Rewrite the stretch from "Remember those luxury" through "travel in China." in the travel account below, changing "park bench" to "church pew".

Extract provided:
## start

Further train considerations…

Remember those luxury sleeper carriages I mentioned? In August, high tourist season for the rising Chinese middle class, I came nowhere near those fabled luxury sleeper carriages. The best I could do was “hard seat” class. Imagine sitting on a wooden park bench, squashed between one man smoking and waving ash around indiscriminately and another man who periodically spits on the floor. Now imagine sitting there for 12 hours overnight, because it was the only ticket not sold out weeks in advance. That was my repeated experience of train travel in China.

Of course, the toilet experience is the same whether you’re in a luxury private sleeper or a hard seat. I just thought you should know.

Long distance buses

The train network in China gets more sparse the further west you travel, so if you head out to more rural areas you’ll probably find yourself on a bus. In my experience, long distance buses and coaches don’t have toilets on board, but they do make regular toilet stops. Of course, unless you understand Chinese you’ll have no idea when the toilet breaks are coming or how long the journey is going to be, which can lead you to hedge your bets and get up to pee every few hours. Long distance buses have a reclining seat or a sleeping pod option. If you get the pod you can lie totally flat, but it’s such as small space that I didn’t fit in on my side, and I needed to wiggle in flat like a worm, then out, then in again every time we made a toilet break.

## end

Supplied information:
## start

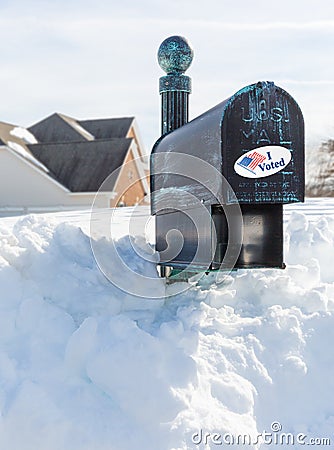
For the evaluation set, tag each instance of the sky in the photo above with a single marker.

## end
## start

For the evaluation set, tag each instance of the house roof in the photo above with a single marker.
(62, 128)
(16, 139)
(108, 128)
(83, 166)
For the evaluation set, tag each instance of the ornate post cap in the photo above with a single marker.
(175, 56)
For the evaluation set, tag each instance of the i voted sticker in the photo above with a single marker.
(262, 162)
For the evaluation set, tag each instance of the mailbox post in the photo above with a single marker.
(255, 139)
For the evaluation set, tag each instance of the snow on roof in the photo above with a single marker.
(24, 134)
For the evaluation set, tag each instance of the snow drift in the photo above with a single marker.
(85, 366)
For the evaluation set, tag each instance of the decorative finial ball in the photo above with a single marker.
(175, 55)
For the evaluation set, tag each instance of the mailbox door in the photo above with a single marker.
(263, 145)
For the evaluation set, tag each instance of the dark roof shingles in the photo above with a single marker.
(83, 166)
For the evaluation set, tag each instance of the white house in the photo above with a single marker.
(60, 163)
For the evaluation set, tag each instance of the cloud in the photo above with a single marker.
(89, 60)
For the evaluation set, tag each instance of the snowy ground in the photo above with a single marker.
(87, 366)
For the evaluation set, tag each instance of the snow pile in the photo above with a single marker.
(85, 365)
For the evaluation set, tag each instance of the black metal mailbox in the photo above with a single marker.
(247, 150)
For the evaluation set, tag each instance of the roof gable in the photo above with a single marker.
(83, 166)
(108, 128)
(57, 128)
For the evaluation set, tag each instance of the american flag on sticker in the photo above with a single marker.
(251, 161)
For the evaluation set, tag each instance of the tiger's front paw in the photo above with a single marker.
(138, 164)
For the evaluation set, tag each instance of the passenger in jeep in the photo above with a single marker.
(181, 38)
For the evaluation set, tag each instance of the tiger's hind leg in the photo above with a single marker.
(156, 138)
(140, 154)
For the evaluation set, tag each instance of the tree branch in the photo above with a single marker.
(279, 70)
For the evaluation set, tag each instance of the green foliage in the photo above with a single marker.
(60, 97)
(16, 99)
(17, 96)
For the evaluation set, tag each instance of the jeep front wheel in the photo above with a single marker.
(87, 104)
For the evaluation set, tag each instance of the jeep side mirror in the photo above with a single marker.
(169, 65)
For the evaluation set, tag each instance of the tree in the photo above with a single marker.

## end

Expected answer:
Remember those luxury sleeper carriages I mentioned? In August, high tourist season for the rising Chinese middle class, I came nowhere near those fabled luxury sleeper carriages. The best I could do was “hard seat” class. Imagine sitting on a wooden church pew, squashed between one man smoking and waving ash around indiscriminately and another man who periodically spits on the floor. Now imagine sitting there for 12 hours overnight, because it was the only ticket not sold out weeks in advance. That was my repeated experience of train travel in China.